====== EXERCISE DATA ======
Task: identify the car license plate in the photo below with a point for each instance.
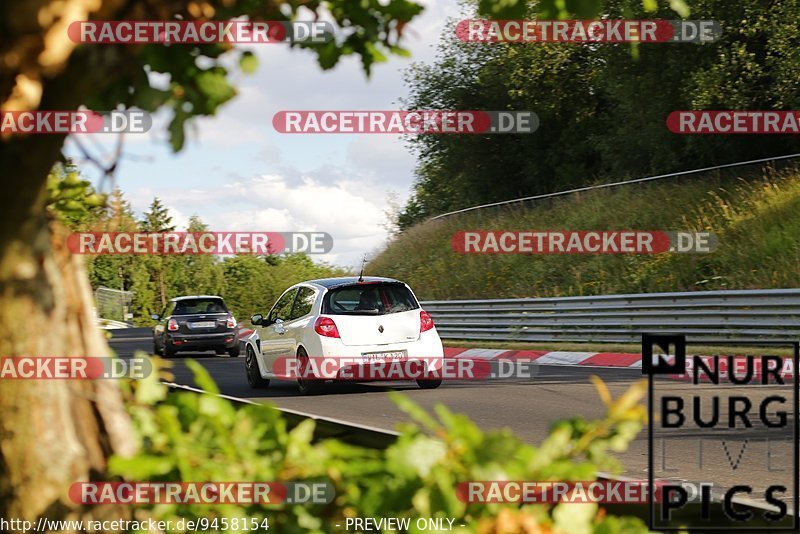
(383, 356)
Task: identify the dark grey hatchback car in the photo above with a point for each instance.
(195, 323)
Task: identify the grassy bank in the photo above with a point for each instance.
(757, 223)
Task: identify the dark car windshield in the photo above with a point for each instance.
(201, 305)
(369, 299)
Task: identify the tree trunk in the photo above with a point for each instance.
(52, 432)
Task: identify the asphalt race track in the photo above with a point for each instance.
(529, 406)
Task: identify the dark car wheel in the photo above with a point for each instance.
(251, 368)
(306, 386)
(429, 384)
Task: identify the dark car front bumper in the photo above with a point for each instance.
(206, 341)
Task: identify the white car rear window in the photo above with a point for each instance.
(369, 299)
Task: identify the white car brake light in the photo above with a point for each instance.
(325, 326)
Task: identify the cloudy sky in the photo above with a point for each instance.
(238, 174)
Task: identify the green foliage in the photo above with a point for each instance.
(249, 284)
(602, 112)
(755, 216)
(198, 77)
(197, 438)
(71, 198)
(253, 283)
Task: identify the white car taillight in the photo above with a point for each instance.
(425, 321)
(325, 326)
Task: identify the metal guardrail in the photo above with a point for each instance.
(707, 316)
(615, 184)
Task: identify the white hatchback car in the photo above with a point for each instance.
(343, 329)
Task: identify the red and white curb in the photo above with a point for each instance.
(612, 359)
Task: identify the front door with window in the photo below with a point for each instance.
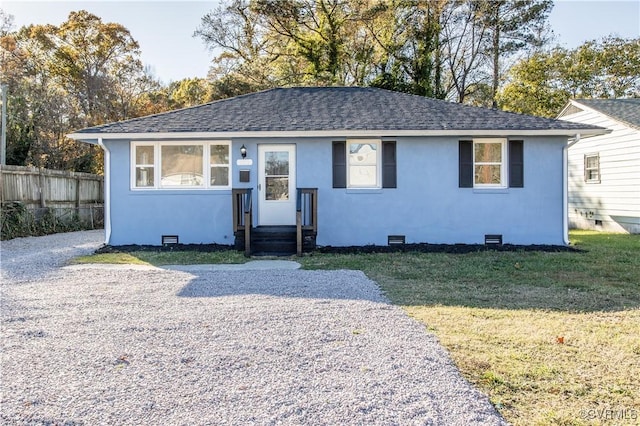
(277, 185)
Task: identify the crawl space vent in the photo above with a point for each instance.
(169, 239)
(493, 239)
(395, 240)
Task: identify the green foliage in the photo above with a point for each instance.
(62, 78)
(543, 83)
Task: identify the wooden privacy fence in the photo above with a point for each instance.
(40, 201)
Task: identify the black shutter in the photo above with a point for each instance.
(465, 164)
(339, 164)
(389, 164)
(516, 164)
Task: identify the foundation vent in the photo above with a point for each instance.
(493, 239)
(396, 240)
(169, 240)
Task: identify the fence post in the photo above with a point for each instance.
(78, 182)
(43, 202)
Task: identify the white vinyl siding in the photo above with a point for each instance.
(616, 200)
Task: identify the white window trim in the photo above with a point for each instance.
(157, 166)
(378, 143)
(586, 169)
(503, 164)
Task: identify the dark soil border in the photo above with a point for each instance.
(368, 249)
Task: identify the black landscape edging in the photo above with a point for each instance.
(367, 249)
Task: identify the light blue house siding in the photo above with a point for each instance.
(427, 205)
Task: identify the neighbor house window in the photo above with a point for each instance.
(175, 165)
(592, 168)
(488, 162)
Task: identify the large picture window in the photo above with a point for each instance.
(176, 165)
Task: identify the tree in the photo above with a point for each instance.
(512, 25)
(81, 73)
(464, 40)
(544, 82)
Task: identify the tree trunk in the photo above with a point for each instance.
(496, 56)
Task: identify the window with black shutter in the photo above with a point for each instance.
(339, 164)
(516, 164)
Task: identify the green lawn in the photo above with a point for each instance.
(552, 338)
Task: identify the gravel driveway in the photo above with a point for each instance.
(143, 345)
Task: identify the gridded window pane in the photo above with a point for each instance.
(144, 155)
(363, 168)
(219, 154)
(181, 165)
(219, 176)
(592, 168)
(144, 159)
(144, 177)
(487, 174)
(277, 163)
(277, 188)
(488, 152)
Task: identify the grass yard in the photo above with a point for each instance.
(552, 338)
======
EXERCISE GOAL —
Go through the entries above and print each one exactly, minus the pictures.

FINAL ANSWER —
Task: identify the car license plate in the photo below with a point for each instance.
(383, 356)
Task: identify the dark grey hatchback car in the photo above with a point for each instance.
(195, 323)
Task: identify the grassy bank in the photo above with a point for each instance.
(757, 223)
Task: identify the dark car windshield in the photo above with a point for each instance.
(201, 305)
(369, 299)
Task: identify the tree trunk in the photo above with a point for each instance.
(52, 432)
Task: identify the asphalt race track in the photo above with a point for each instance.
(529, 406)
Task: identify the dark car wheel in the photo above with a point for each instance.
(251, 368)
(306, 386)
(429, 384)
Task: identify the dark car front bumper in the photo above with a point for each instance.
(206, 341)
Task: identify the white car rear window in the photo above with a point for each instance.
(369, 299)
Task: identify the white car brake light in the photo above with a point for each instance.
(325, 326)
Task: identify the cloudy sky in the photo above with a point for each instance.
(238, 174)
Task: identify the green foliage in the photo above with a point for each instance.
(249, 284)
(602, 112)
(755, 216)
(198, 77)
(197, 438)
(71, 198)
(253, 283)
Task: identify the white car taillight in the photo above with a point for each instance.
(425, 321)
(325, 326)
Task: identify the metal guardrail in the photo above with a point for each instance.
(707, 316)
(615, 184)
Task: identify the white hatchback car in the photo above with a point for each instance.
(343, 329)
Task: identify the red and white curb in the photo above with a point for each instance.
(612, 359)
Task: identify the front door with window in the photo below with a point for each instance.
(277, 185)
Task: identify the crawl space vent in the photo above with a point for each instance.
(169, 239)
(493, 239)
(395, 240)
Task: identify the green foliage in the photo above with a point for each instance.
(62, 78)
(543, 83)
Task: identify the wooden privacy fence in the photo above with a point for each instance.
(40, 201)
Task: identify the black shutter in the photo above with a point for each instance.
(465, 164)
(339, 164)
(389, 164)
(516, 164)
Task: identify the foundation vent in the photo above with a point for each instance.
(493, 239)
(396, 240)
(169, 240)
Task: identify the fence post in the photo above with a point for each instance.
(78, 182)
(43, 202)
Task: identify the white vinyl siding in the photo above with a point for each instance.
(616, 200)
Task: identify the white window trim in the photo above with a point for each instance.
(157, 166)
(378, 143)
(586, 169)
(503, 164)
Task: identify the dark soil border in the photo above with a point for each instance.
(368, 249)
Task: identify the black landscape edging in the photo above with a point for each instance.
(367, 249)
Task: identify the light blue house siding in the photo above with a point for each instance.
(427, 205)
Task: identify the neighbor house window in the photo above with a point for each instance.
(175, 165)
(592, 168)
(488, 162)
Task: identify the large picture window in the photo above with a point for each instance.
(176, 165)
Task: identify the tree in the photo above with a point for each instance.
(512, 25)
(81, 73)
(464, 40)
(544, 82)
Task: identify the tree trunk in the photo above with a point for each instance.
(496, 56)
Task: identify the window with black shutter in the photo above with a point for each instance.
(339, 164)
(516, 164)
Task: identify the green lawn in the photo above with a point for each instance.
(552, 338)
Task: identify the gravel driveway in the photo above with a point for each instance.
(143, 345)
Task: identify the gridded window pane in the photo above with a point for each instance.
(144, 155)
(363, 168)
(219, 154)
(181, 165)
(219, 176)
(592, 168)
(144, 159)
(144, 177)
(487, 174)
(277, 163)
(277, 188)
(488, 152)
Task: identify the grass yard in the photo above with a point for each instance.
(552, 338)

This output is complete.